──────── Extracted data ────────

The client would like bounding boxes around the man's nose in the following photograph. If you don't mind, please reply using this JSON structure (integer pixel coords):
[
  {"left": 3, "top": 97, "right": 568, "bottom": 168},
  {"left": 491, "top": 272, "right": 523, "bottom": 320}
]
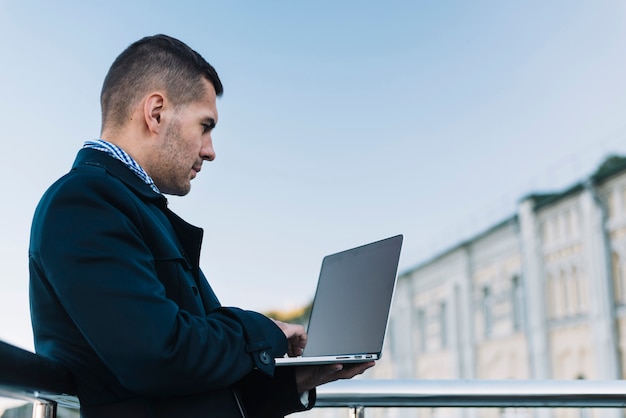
[{"left": 200, "top": 138, "right": 215, "bottom": 161}]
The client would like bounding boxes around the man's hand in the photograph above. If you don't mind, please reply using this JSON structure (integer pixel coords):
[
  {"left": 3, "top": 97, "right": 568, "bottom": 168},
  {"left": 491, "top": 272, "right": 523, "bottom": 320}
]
[
  {"left": 272, "top": 319, "right": 306, "bottom": 357},
  {"left": 296, "top": 361, "right": 375, "bottom": 393}
]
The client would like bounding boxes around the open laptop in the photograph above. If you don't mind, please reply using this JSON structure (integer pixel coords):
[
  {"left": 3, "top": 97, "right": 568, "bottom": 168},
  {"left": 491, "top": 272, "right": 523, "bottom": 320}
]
[{"left": 276, "top": 235, "right": 403, "bottom": 366}]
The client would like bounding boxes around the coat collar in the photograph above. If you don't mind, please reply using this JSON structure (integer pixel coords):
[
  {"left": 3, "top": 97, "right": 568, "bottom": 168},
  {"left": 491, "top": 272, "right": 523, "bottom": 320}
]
[{"left": 72, "top": 148, "right": 167, "bottom": 207}]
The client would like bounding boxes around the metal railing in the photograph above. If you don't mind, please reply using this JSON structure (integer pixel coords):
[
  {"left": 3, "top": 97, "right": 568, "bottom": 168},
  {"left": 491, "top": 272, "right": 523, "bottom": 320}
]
[{"left": 0, "top": 341, "right": 626, "bottom": 418}]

────────

• [The task] Reproduce the part of the records that opens with the line containing "The client would like bounding boxes around the coat" and runs through the end of the records, both ends included, with the requests unchanged. In the answers only, scale every bounding box coordinate by 0.65 and round each to the nearest whole number, with halves rounded up.

• [Written answer]
The client would like bounding boxes around the coat collar in the photograph above. If you don't mind, please reply using this JSON structure (integer pixel coords):
[
  {"left": 3, "top": 97, "right": 568, "bottom": 168},
  {"left": 491, "top": 272, "right": 523, "bottom": 320}
]
[{"left": 47, "top": 96, "right": 109, "bottom": 135}]
The client would like bounding boxes around the metal railing in the photograph above. If you don't mind, please reply using this JSON structure (integer pixel coords):
[
  {"left": 3, "top": 97, "right": 568, "bottom": 168},
  {"left": 491, "top": 272, "right": 523, "bottom": 320}
]
[{"left": 0, "top": 222, "right": 407, "bottom": 272}]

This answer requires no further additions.